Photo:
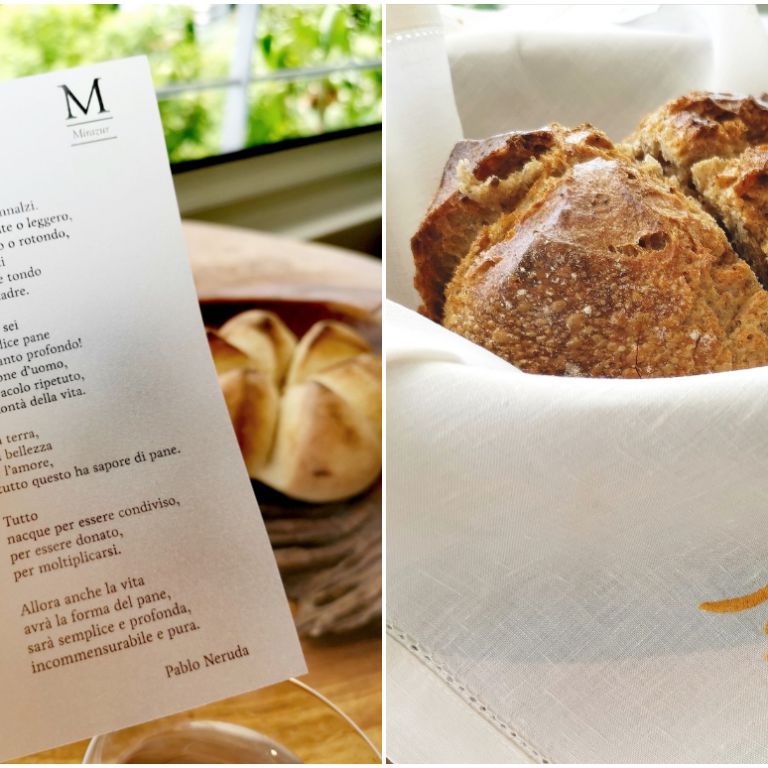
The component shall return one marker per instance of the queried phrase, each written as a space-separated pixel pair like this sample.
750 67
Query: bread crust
654 290
698 126
567 255
472 195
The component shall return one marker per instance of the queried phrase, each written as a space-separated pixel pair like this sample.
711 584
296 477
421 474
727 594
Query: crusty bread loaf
481 181
736 191
716 144
588 259
698 126
610 273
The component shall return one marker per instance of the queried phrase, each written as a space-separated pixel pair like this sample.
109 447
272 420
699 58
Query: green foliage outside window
187 45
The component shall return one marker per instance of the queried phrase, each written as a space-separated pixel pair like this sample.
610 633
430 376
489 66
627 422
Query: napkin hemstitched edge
416 648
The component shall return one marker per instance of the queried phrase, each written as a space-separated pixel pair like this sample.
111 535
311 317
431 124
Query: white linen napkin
551 540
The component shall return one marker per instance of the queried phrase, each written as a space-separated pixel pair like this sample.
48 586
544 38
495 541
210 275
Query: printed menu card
136 577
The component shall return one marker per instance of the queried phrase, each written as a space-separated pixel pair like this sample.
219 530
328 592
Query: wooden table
347 671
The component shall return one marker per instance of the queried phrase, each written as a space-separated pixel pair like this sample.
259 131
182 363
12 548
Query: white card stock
136 577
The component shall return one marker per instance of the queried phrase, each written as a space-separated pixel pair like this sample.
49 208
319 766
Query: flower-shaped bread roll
307 413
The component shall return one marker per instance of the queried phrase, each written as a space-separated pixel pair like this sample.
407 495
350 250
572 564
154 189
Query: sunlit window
228 77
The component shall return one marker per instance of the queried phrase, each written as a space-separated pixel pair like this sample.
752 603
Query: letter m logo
73 101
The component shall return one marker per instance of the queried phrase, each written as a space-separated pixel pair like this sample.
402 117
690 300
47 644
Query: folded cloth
558 548
551 540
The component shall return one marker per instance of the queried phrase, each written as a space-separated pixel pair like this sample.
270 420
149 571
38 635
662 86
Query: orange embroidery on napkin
734 604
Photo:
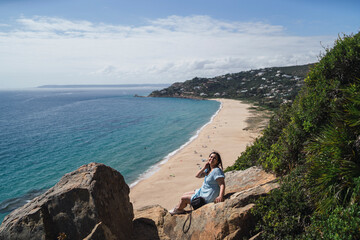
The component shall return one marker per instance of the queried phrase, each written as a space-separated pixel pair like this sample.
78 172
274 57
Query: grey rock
92 199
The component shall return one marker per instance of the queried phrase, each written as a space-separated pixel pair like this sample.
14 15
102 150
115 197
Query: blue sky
161 41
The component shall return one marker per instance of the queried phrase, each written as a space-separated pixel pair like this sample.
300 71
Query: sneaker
176 211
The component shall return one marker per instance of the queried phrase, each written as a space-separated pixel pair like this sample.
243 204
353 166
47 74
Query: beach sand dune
226 134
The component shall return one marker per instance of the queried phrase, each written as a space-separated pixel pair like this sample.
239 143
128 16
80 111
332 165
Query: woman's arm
221 182
201 173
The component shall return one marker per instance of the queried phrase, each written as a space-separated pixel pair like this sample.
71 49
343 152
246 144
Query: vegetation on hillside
314 146
267 87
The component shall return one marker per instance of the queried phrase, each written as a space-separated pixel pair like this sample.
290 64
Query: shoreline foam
226 133
153 169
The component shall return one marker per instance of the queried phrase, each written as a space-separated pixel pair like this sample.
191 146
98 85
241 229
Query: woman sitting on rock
213 188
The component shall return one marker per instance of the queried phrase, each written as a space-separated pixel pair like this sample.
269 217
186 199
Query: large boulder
91 202
230 219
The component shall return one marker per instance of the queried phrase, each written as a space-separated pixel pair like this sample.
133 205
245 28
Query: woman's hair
219 159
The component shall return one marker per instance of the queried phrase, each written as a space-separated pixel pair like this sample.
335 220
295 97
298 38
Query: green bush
340 223
285 212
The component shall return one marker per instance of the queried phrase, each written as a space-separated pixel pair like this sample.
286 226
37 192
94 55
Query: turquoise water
47 133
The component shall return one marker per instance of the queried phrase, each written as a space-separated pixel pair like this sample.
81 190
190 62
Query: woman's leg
185 200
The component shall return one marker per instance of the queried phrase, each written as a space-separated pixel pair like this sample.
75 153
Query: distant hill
104 86
267 86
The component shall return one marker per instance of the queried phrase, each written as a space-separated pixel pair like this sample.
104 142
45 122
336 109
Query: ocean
45 133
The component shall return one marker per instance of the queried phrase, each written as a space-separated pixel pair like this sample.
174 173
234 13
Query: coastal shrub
333 155
316 148
340 223
257 153
285 212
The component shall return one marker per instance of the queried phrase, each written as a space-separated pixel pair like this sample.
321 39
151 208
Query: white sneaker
176 211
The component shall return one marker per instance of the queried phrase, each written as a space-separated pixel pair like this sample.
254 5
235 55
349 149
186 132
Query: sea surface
45 133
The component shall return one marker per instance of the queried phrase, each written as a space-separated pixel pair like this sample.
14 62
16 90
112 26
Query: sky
46 42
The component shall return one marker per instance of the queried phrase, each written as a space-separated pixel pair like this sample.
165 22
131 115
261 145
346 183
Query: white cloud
45 50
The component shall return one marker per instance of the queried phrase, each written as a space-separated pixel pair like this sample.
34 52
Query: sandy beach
227 134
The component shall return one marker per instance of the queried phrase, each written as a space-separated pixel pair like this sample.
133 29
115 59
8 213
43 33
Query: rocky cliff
93 200
230 219
93 203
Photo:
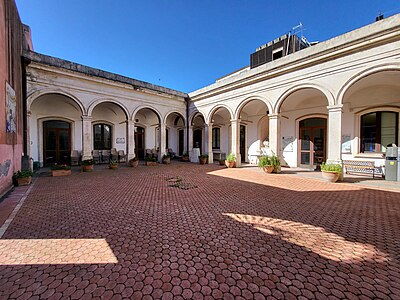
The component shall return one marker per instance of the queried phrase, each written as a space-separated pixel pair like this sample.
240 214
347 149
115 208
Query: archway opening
373 104
63 133
147 133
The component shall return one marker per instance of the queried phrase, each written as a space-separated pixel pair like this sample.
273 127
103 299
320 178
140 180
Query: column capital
86 118
335 108
274 116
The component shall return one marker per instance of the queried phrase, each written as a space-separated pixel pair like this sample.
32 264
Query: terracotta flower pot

---*---

THE PROBLEM: The material above is to be set down exactly, with pictures removed.

ANSWER TO THIS TASK:
Photo:
The component shall return one marker per instance of the queried phrase, each written as a space-separated pixel pair like this sample.
750 67
Query: bread crust
654 290
698 126
567 255
472 195
The component shall return one marker per instance of the queried phrase, each written as a space-separated pixel pair like this sample.
711 584
296 477
421 474
727 594
Query: crusty bread loaf
481 181
736 191
716 144
588 259
698 126
610 273
The component shall return one marker per instance of the queried phrase, each written as a space-separated pixel pair like this sample.
109 447
272 420
699 58
Query: green foliage outside window
187 45
The component shall return one marker per instance of the queried phrase, each written as a space-separated pixel pair like this sample.
610 633
430 376
489 66
627 422
Query: napkin hemstitched edge
416 648
The component shall return one marker per instance of the queried phrase, each written as a space-separated pixel pair like this sample.
111 535
311 317
431 124
Query: white linen napkin
551 540
The component shall return one marker per instance of the queried phrase, each written as a space-separated pixel pair like this sample.
48 586
544 38
495 541
210 275
Query: printed menu card
136 577
The component shall return one marker per instance of the queried phrase, each written as a space-separated pixel pair like this sample.
219 530
328 592
Query: wooden table
347 671
The component shall return one marker per instance of the queried phrase, each written as a space-separated pixel pair like this sample.
259 131
182 363
12 548
Query: white card stock
136 577
The component shall return one marker per instance of the queried phrase, each written as a space-separated pixel pair like this sample.
49 208
319 766
Query: flower-shaped bread roll
307 413
The component shall return one marker per instance of the queried phrase, each written as a space-separated pixel pair like this sample.
407 495
350 250
572 564
154 189
Query: sunlit window
228 77
The component shall return one marker per instance of the queried phrase, each written as a space-separated pixel pair like this sample.
752 603
Query: letter m logo
73 101
The component shall return one marker per instance of the queried phrase, each written as a space-separated pixel pair like this sample.
402 117
690 300
47 644
Query: folded cloth
558 548
551 540
The component shall return one marker per instance of the queried phrase, each written as a space-separated pixel pair like this sample.
270 420
149 571
38 635
662 86
Query: orange embroidery on napkin
734 604
Photo:
The component shall return one marker per instance of the queried phrase, each written as a space-separated pixel pair like this sample.
78 172
274 57
Query: grey rock
92 199
The component shall return one marker per instance of the queried phrase, each written as a space-separated pixel pair like this sample.
14 15
102 150
115 197
Query: blue sky
161 41
The component shall return one marker per instance of the queried phrase, each written as a space-separated pixel pair like this sample.
300 71
Query: sneaker
176 211
The component shall return one marker per instance of the queried phrase, each written as a space-separated pixel pair like this sample.
243 204
353 166
47 74
Query: beach sand dune
226 134
The component shall return one marker per instance of the queried phrase, each written as a space-separated pixel pair like this sample.
239 143
128 16
80 111
332 165
Query: woman's arm
221 182
201 173
The component shall return one marker per instance of the queried phrase, each written as a space-separated pixel pair like this sample.
71 49
343 152
246 144
Query: vegetation on hillside
314 146
267 87
The component shall return one marker per instance of the queried phrase, each written as a space-separated pixel pair like this sample.
290 64
Query: shoreline foam
226 133
153 169
The component shall return one marker per instance of the queried phrase, each written as a space-separated pixel pair like this sample.
191 146
98 85
241 229
Query: woman sitting on rock
213 188
The component shall return one marker per instance of the queried phrase, each written as a space-separated pixel pair like this sample.
269 217
186 199
Query: large boulder
91 202
230 219
The component shall return one marker per instance of the queried phrase, each written as a space-separated pixel pair like this sample.
133 205
245 28
Query: woman's hair
219 159
The component shall return one marker per instance of the queried phrase, each written as a space-separated pixel pair like this sample.
335 220
295 97
298 38
Query: green bush
340 223
285 212
The component shall return one marker per instance of the queried phrase, each written as a space-separated pixel pair like this sample.
286 226
37 192
94 55
Query: turquoise water
47 133
The component shall return one marker per instance of the queried phrase, each written as a space-separated pixel pair like this sample.
81 190
190 62
Query: woman's leg
185 200
The component shall return one marker per instance of the queried phrase, each written as a space-separated pixel pair like this sample.
75 153
Query: distant hill
104 86
267 86
The component shall return one marker per instance of the queried phrase, each written as a space-separated pixel pair like this sample.
104 142
45 122
336 109
Query: ocean
45 133
The component shall return one marker per instance of the queried phrase, each written as a space-separated pixel pair like this sample.
174 173
234 13
Query: coastal shrub
333 155
316 148
340 223
257 153
285 212
The component shall return one marker per instance of the queried phrase, each written as a space-separated pixel pair like this sample.
321 39
151 208
Query: white sneaker
176 211
The component shall return one marker per instance of the queried phrase, each written as a space-separated pixel pair like this sample.
254 5
235 55
349 149
186 132
Query: sea surface
45 133
The component shall return one marker per instance of the queried phrase, each written as a space-separated pixel pair like this sample.
14 62
16 90
112 26
Query: sky
46 42
The component shall return one marker per instance of the queried phrase, each written as a space-separated pixel pair like this sample.
165 22
131 115
261 145
346 183
Query: white cloud
45 50
The component shall return one marker per instance of the queried phrase, each written as a space-separated pixel pair like this sample.
34 52
Query: sandy beach
227 134
The component shall return one marker per instance of the queried phrase, each written as a space-separated pixel pair like this sample.
133 29
115 59
8 213
43 33
Query: rocky cliff
93 200
230 219
93 203
Photo:
The component shall return one marker per instance of the queried phrase, each written as a space-separated pixel pair like this sample.
240 214
347 149
115 208
Query: archway opening
373 104
63 133
147 133
The component shall return one marker per instance of the queried phrase, each written as a space-separated pixel pair like this sample.
273 127
103 299
320 178
140 180
Query: column capital
86 118
335 108
274 116
The component shall return one marker per instance of the queried phrase, each written as a space-separated pixel pair like this sample.
32 264
Query: terracotta flower pot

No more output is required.